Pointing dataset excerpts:
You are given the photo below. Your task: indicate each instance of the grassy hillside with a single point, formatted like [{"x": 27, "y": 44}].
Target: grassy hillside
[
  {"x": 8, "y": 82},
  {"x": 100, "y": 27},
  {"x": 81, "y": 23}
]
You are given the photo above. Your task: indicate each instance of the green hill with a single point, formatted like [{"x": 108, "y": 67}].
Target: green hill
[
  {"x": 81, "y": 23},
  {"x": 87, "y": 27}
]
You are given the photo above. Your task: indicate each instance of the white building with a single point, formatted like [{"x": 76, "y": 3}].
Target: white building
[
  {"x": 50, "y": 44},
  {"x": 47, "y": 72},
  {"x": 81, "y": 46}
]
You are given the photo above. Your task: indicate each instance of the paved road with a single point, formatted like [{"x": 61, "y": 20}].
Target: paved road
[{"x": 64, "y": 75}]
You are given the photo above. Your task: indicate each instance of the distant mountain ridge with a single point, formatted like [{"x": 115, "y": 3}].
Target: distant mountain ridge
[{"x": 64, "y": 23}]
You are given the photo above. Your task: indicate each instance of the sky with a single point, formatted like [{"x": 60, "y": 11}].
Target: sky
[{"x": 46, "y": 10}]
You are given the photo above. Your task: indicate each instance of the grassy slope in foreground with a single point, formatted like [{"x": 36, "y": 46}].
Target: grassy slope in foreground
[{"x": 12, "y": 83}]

---

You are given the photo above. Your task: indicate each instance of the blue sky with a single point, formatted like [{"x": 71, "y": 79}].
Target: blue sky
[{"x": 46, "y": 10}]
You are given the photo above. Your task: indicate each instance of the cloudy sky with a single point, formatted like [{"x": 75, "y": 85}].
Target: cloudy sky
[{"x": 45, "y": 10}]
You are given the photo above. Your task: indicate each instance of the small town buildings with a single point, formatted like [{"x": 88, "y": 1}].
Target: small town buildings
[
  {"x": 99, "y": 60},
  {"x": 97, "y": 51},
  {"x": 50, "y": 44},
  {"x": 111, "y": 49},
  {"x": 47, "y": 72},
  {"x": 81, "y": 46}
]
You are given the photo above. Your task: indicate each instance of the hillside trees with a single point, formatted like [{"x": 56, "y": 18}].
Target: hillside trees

→ Task directions
Retype the records above verbatim, starting at the line that contains "of the small" and ending after the line that contains "Target: hillside trees".

→ Solution to this task
You are given the photo above. Your task: indicate each instance of the small town buildings with a single point, formatted like [{"x": 88, "y": 1}].
Target: small town buildings
[
  {"x": 99, "y": 60},
  {"x": 97, "y": 51},
  {"x": 50, "y": 44},
  {"x": 111, "y": 49},
  {"x": 47, "y": 72},
  {"x": 81, "y": 46}
]
You are given the photo above. Your task: indicate each instance of the hillside trees with a single point, formatted like [{"x": 56, "y": 18}].
Target: hillside trees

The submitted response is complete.